* _Exercise description_: Output the data once more, exactly as given.

* _Supplied entries_:
***

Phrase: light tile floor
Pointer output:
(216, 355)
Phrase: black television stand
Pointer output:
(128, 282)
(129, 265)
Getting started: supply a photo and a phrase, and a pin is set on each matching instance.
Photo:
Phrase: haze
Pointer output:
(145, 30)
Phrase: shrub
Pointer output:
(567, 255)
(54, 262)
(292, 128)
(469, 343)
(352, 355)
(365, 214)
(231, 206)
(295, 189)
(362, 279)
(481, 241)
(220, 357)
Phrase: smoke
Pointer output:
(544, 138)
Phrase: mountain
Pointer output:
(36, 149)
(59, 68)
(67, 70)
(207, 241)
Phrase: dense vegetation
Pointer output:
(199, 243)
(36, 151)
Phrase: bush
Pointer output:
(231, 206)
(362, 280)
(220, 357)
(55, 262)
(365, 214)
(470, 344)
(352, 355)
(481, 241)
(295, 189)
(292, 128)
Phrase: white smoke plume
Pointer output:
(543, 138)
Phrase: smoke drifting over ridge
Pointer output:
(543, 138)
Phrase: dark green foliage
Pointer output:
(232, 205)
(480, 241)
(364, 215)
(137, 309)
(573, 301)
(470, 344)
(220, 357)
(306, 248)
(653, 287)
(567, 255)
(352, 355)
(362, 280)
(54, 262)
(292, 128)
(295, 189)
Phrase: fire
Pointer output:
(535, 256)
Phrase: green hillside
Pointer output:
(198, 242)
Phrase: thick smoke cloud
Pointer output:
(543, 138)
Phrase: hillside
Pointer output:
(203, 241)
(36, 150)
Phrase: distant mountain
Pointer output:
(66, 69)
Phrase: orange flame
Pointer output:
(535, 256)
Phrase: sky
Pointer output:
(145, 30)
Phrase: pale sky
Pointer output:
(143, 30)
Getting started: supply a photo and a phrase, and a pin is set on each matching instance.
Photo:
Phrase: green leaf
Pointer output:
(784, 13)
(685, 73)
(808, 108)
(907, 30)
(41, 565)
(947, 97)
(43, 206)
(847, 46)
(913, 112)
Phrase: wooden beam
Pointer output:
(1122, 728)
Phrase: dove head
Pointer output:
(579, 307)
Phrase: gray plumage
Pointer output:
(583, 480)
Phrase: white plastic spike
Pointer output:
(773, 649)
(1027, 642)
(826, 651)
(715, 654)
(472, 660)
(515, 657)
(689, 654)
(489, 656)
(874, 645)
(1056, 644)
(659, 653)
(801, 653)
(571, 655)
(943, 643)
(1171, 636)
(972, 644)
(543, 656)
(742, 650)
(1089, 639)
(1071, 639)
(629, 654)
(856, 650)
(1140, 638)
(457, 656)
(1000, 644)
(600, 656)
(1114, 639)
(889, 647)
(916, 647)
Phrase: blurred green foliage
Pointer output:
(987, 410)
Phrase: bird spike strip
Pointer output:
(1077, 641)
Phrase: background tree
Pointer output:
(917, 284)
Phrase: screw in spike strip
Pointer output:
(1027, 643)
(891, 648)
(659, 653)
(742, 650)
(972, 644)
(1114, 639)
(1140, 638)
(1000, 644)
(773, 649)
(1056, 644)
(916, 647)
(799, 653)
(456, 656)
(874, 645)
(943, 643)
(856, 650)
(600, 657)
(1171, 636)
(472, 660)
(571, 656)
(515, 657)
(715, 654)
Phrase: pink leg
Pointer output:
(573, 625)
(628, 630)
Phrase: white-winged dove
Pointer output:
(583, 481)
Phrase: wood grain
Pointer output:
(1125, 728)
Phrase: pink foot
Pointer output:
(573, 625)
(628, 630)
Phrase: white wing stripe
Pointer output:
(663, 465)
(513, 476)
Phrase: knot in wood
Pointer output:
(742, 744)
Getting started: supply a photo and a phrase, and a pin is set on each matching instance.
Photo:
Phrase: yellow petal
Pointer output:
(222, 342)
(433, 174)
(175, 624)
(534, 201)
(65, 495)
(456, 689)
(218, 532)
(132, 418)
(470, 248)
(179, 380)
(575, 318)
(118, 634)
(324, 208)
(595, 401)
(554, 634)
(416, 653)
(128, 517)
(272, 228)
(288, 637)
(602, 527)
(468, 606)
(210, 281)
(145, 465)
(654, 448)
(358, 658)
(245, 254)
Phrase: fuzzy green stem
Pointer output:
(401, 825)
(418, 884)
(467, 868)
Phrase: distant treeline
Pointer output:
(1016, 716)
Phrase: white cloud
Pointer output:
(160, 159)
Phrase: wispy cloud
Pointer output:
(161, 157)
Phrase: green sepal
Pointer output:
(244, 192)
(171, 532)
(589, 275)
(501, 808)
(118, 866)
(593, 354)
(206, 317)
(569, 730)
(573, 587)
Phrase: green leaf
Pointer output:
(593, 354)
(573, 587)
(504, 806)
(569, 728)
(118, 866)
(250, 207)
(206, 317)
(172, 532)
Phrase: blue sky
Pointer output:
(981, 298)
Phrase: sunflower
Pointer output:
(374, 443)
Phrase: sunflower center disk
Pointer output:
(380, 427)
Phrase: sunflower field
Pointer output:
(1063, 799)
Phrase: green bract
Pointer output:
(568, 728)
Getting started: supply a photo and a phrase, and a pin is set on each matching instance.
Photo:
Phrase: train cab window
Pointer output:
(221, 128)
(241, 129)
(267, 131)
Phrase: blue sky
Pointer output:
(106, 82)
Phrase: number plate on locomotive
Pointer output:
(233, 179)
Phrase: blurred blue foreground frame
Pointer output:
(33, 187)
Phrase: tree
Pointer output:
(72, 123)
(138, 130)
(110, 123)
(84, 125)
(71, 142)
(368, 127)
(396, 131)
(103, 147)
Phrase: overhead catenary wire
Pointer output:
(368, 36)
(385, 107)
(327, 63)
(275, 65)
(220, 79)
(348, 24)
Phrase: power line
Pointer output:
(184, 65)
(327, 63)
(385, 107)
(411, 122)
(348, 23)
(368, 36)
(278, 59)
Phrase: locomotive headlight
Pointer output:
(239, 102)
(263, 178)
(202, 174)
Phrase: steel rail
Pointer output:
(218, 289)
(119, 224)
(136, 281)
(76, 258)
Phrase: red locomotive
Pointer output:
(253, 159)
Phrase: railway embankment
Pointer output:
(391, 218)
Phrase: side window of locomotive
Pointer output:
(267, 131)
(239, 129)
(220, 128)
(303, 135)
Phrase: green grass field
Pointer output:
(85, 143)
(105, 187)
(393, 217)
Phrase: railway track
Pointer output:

***

* _Problem solution_:
Phrase: light tile floor
Pointer output:
(216, 355)
Phrase: black television stand
Pointer output:
(128, 282)
(129, 265)
Getting started: supply a photo and a phrase, and a pin is set on each matching instance.
Photo:
Phrase: haze
Pointer output:
(145, 30)
Phrase: shrub
Pointer output:
(567, 255)
(54, 262)
(292, 128)
(469, 343)
(352, 355)
(365, 214)
(231, 206)
(295, 189)
(362, 279)
(481, 241)
(220, 357)
Phrase: smoke
Pointer output:
(544, 138)
Phrase: mountain
Pointer output:
(36, 149)
(59, 68)
(67, 70)
(207, 241)
Phrase: dense vegetation
Pointer output:
(199, 243)
(36, 151)
Phrase: bush
Pointer output:
(231, 206)
(362, 280)
(220, 357)
(55, 262)
(365, 214)
(470, 344)
(352, 355)
(481, 241)
(295, 189)
(292, 128)
Phrase: white smoke plume
Pointer output:
(543, 138)
Phrase: smoke drifting over ridge
Pointer output:
(543, 138)
Phrase: dark green foliage
Pointer output:
(232, 205)
(480, 241)
(364, 215)
(137, 309)
(573, 301)
(470, 344)
(220, 357)
(306, 248)
(653, 287)
(567, 255)
(352, 355)
(362, 280)
(54, 262)
(292, 128)
(295, 189)
Phrase: fire
Pointer output:
(535, 256)
Phrase: green hillside
Pointer output:
(198, 242)
Phrase: thick smoke cloud
Pointer output:
(543, 138)
Phrase: hillside
Pointer output:
(203, 241)
(36, 150)
Phrase: distant mountain
Pointer output:
(66, 69)
Phrase: orange flame
Pointer output:
(535, 256)
Phrase: sky
Pointer output:
(145, 30)
Phrase: pale sky
Pointer output:
(143, 30)
Getting started: supply a photo and a phrase, and a pin is set on each matching instance.
Photo:
Phrase: green leaf
Pointer output:
(784, 13)
(685, 73)
(808, 108)
(907, 30)
(41, 565)
(947, 97)
(43, 206)
(847, 46)
(913, 112)
Phrase: wooden beam
Pointer output:
(1122, 728)
Phrase: dove head
Pointer output:
(579, 307)
Phrase: gray plumage
Pointer output:
(583, 480)
Phrase: white plastic spike
Pointer output:
(773, 649)
(1027, 642)
(826, 651)
(715, 654)
(472, 660)
(515, 657)
(689, 654)
(489, 656)
(874, 645)
(1056, 644)
(659, 653)
(801, 653)
(571, 655)
(943, 643)
(1171, 636)
(972, 644)
(543, 656)
(742, 650)
(1089, 639)
(1071, 639)
(629, 654)
(856, 650)
(1140, 638)
(457, 656)
(1000, 644)
(600, 656)
(1114, 639)
(889, 647)
(916, 647)
Phrase: blurred green foliage
Pointer output:
(987, 410)
Phrase: bird spike strip
Pointer output:
(1077, 641)
Phrase: background tree
Pointer output:
(917, 284)
Phrase: screw in spike strip
Pointer output:
(1027, 643)
(891, 648)
(659, 653)
(742, 650)
(972, 644)
(1114, 639)
(1140, 638)
(1000, 644)
(773, 649)
(1056, 644)
(916, 647)
(799, 653)
(456, 656)
(874, 645)
(943, 643)
(856, 650)
(600, 657)
(1171, 636)
(472, 660)
(571, 656)
(515, 657)
(715, 654)
Phrase: pink leg
Pointer output:
(573, 625)
(628, 630)
Phrase: white-winged dove
Pointer output:
(583, 481)
Phrase: wood grain
Pointer output:
(1125, 728)
Phrase: pink foot
Pointer output:
(573, 625)
(628, 630)
Phrase: white wing stripe
Pointer output:
(663, 465)
(513, 476)
Phrase: knot in wood
Pointer output:
(742, 744)
Getting started: supply a photo and a phrase, and a pin is set on each matching instance.
Photo:
Phrase: yellow petal
Pointer output:
(222, 342)
(433, 174)
(175, 624)
(534, 201)
(65, 495)
(456, 689)
(218, 532)
(132, 418)
(470, 248)
(179, 380)
(575, 318)
(118, 634)
(324, 208)
(595, 401)
(554, 634)
(416, 653)
(128, 517)
(272, 228)
(288, 637)
(602, 527)
(468, 606)
(210, 281)
(145, 465)
(654, 448)
(358, 658)
(245, 254)
Phrase: fuzzy green stem
Pointer output:
(401, 825)
(418, 884)
(467, 868)
Phrase: distant treeline
Pointer output:
(1016, 716)
Phrase: white cloud
Pointer output:
(160, 159)
Phrase: wispy cloud
Pointer output:
(161, 157)
Phrase: green sepal
Pointer output:
(244, 192)
(171, 532)
(589, 275)
(501, 808)
(118, 866)
(593, 354)
(206, 317)
(569, 730)
(573, 587)
Phrase: green leaf
Pointer output:
(593, 354)
(573, 587)
(504, 806)
(569, 728)
(118, 866)
(250, 207)
(206, 317)
(172, 532)
Phrase: blue sky
Pointer output:
(981, 298)
Phrase: sunflower
Pointer output:
(374, 443)
Phrase: sunflower center disk
Pointer output:
(380, 427)
Phrase: sunflower field
Pointer output:
(1063, 799)
Phrase: green bract
Pointer output:
(568, 728)
Getting started: supply a photo and a phrase, and a pin is set on each matching instance.
Photo:
Phrase: train cab window
Pointer output:
(221, 128)
(241, 129)
(267, 131)
Phrase: blue sky
Pointer output:
(106, 82)
Phrase: number plate on locomotive
Pointer output:
(233, 179)
Phrase: blurred blue foreground frame
Pointer output:
(33, 187)
Phrase: tree
Pointer output:
(72, 123)
(138, 130)
(110, 123)
(84, 125)
(71, 142)
(368, 127)
(396, 131)
(103, 147)
Phrase: overhead catenary wire
Pointer output:
(368, 36)
(385, 107)
(327, 63)
(275, 65)
(220, 79)
(348, 24)
Phrase: power line
Pointer output:
(184, 65)
(327, 63)
(385, 107)
(411, 122)
(348, 23)
(368, 36)
(278, 59)
Phrase: locomotive headlight
Pointer output:
(239, 102)
(263, 178)
(202, 174)
Phrase: steel rail
Pointer output:
(218, 289)
(119, 224)
(136, 281)
(76, 258)
Phrase: red locomotive
Pointer output:
(253, 159)
Phrase: railway embankment
Pointer output:
(391, 218)
Phrase: side window of locomotive
Pointer output:
(267, 131)
(239, 129)
(220, 128)
(303, 135)
Phrase: green grass field
Pointer output:
(85, 143)
(105, 187)
(393, 217)
Phrase: railway track
Pointer output:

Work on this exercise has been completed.